Copy exactly the lines from the "Where can the bride's arm" line to the end, both included, and nothing else.

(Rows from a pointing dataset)
◆ ◆ ◆
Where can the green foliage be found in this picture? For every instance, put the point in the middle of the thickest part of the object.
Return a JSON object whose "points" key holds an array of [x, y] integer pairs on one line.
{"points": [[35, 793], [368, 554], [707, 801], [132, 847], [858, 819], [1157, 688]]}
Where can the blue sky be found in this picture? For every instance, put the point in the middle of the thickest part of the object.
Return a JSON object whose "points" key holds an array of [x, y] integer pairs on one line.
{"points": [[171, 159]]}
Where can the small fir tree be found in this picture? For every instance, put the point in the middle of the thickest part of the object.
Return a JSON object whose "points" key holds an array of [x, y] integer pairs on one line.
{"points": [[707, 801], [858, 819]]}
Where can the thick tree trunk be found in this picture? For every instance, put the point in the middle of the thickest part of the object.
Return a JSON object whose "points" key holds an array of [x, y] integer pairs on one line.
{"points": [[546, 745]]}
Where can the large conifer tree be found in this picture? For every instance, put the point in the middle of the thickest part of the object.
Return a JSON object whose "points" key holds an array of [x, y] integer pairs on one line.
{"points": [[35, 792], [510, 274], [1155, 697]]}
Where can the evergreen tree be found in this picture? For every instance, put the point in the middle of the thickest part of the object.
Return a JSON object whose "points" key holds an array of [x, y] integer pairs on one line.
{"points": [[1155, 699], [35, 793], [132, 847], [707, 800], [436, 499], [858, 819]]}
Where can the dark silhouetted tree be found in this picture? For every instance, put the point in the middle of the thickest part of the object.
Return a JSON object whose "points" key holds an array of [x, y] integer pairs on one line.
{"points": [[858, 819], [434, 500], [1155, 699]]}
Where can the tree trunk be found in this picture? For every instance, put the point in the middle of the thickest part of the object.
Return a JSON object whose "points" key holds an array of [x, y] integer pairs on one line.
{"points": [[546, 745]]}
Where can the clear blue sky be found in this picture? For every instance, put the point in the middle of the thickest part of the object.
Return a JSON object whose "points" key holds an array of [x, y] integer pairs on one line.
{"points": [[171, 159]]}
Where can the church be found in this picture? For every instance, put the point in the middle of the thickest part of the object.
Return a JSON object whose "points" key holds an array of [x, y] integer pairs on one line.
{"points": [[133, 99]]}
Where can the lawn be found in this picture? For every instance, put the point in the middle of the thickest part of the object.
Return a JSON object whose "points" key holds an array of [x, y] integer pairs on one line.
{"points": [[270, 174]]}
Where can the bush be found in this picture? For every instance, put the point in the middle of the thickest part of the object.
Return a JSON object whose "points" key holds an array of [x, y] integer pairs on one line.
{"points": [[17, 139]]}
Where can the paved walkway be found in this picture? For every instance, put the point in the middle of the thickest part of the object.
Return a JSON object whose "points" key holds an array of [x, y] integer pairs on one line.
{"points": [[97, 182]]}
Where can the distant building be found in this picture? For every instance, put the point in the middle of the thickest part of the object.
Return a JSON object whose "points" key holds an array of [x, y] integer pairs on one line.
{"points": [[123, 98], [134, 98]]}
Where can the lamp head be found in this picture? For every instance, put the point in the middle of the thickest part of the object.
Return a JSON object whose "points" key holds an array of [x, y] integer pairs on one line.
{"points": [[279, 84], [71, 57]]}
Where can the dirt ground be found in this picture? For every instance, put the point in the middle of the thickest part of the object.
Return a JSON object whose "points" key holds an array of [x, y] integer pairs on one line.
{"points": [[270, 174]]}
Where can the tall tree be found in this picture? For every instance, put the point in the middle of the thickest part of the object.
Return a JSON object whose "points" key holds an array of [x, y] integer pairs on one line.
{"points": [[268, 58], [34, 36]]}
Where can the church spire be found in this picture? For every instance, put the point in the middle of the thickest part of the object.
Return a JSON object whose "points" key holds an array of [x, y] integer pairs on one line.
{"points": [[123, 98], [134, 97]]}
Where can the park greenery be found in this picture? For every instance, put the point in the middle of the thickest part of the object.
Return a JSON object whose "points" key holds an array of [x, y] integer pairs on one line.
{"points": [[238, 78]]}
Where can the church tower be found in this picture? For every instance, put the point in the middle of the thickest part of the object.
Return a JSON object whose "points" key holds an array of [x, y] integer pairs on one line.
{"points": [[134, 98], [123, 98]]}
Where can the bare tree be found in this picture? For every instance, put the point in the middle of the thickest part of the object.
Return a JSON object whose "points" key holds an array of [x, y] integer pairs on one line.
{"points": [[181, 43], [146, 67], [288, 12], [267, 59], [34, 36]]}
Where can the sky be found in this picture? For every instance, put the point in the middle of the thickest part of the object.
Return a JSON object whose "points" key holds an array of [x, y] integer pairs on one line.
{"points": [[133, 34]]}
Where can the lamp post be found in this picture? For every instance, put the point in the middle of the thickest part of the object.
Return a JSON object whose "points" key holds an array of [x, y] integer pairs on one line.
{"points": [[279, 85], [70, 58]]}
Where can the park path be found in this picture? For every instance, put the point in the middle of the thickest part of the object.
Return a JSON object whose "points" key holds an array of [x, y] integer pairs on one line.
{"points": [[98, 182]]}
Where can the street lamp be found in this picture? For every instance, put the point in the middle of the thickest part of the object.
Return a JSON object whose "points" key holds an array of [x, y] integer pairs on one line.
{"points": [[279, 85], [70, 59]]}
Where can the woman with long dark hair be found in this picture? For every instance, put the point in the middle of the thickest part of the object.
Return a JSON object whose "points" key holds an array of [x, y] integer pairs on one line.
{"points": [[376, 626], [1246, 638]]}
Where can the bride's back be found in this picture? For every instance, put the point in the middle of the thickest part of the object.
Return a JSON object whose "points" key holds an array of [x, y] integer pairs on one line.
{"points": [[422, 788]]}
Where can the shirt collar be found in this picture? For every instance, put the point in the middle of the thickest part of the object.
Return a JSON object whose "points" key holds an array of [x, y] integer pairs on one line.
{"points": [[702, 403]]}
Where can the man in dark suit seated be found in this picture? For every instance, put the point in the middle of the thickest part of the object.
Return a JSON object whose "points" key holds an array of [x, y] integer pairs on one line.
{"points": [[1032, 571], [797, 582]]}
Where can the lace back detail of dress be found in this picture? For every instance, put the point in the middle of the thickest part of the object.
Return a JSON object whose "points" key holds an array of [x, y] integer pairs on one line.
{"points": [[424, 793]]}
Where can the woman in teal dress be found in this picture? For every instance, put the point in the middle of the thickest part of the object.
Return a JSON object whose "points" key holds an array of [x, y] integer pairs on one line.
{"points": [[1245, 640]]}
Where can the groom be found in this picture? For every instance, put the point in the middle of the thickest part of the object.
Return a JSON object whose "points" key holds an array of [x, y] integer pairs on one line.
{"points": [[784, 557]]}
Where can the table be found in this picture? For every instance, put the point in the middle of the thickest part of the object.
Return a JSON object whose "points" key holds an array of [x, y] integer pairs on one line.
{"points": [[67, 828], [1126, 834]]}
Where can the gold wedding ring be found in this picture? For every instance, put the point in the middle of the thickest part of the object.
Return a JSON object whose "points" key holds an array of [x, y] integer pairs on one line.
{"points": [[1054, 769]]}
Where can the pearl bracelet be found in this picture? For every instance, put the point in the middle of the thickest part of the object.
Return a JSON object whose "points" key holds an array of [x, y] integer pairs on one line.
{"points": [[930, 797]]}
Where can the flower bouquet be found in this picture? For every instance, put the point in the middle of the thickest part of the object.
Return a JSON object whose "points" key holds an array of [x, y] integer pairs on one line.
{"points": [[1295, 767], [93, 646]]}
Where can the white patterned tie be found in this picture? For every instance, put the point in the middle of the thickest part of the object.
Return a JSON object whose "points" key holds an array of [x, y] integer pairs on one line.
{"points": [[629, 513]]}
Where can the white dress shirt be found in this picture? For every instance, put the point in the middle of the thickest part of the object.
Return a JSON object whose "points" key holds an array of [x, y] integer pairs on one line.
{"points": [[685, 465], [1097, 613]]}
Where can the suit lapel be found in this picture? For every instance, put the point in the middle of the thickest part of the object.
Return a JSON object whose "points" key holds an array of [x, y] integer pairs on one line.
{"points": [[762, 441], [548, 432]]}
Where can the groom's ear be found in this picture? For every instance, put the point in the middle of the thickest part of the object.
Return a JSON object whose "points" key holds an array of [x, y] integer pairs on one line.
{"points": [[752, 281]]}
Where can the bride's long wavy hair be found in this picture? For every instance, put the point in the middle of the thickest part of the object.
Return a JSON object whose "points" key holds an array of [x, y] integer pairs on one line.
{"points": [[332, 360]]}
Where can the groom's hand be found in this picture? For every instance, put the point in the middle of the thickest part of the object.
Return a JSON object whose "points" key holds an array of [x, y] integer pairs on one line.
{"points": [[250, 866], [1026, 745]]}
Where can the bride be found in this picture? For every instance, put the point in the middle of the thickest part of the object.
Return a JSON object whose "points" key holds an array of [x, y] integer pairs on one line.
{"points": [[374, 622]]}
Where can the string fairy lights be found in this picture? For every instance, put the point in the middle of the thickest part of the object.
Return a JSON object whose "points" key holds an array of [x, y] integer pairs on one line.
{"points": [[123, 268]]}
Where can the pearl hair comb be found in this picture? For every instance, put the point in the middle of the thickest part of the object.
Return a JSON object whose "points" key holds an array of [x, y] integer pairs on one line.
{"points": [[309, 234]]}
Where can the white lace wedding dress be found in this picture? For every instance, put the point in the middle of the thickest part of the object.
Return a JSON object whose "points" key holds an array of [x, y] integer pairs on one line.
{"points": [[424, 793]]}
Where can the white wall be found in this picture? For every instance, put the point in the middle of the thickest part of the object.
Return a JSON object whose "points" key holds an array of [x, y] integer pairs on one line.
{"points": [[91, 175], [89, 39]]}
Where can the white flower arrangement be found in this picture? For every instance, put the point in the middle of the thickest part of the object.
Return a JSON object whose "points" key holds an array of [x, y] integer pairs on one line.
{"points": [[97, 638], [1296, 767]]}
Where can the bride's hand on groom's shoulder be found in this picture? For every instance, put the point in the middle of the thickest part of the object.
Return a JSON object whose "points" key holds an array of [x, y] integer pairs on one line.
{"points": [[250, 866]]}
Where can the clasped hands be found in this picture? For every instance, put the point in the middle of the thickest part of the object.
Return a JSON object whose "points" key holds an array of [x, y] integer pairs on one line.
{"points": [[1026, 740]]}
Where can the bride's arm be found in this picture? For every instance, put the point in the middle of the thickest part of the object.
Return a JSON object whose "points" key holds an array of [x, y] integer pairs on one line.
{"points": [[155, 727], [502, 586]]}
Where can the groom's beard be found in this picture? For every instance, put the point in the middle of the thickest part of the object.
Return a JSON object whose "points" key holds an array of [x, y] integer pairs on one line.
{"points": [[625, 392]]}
◆ ◆ ◆
## Reply
Where can the bride's arm be found in this picture? For every instance, put the point in the middle of the thickest part of the object.
Return a JSON object whose "points" key holds an array of [x, y] integer pairs on one line.
{"points": [[155, 727], [502, 586]]}
Where can the groom's beard be found in this picture? For every instance, put the point in the middle of the thickest part of the object.
Return a JSON object whose "points" key holds an array of [x, y] integer pairs on one line.
{"points": [[625, 392]]}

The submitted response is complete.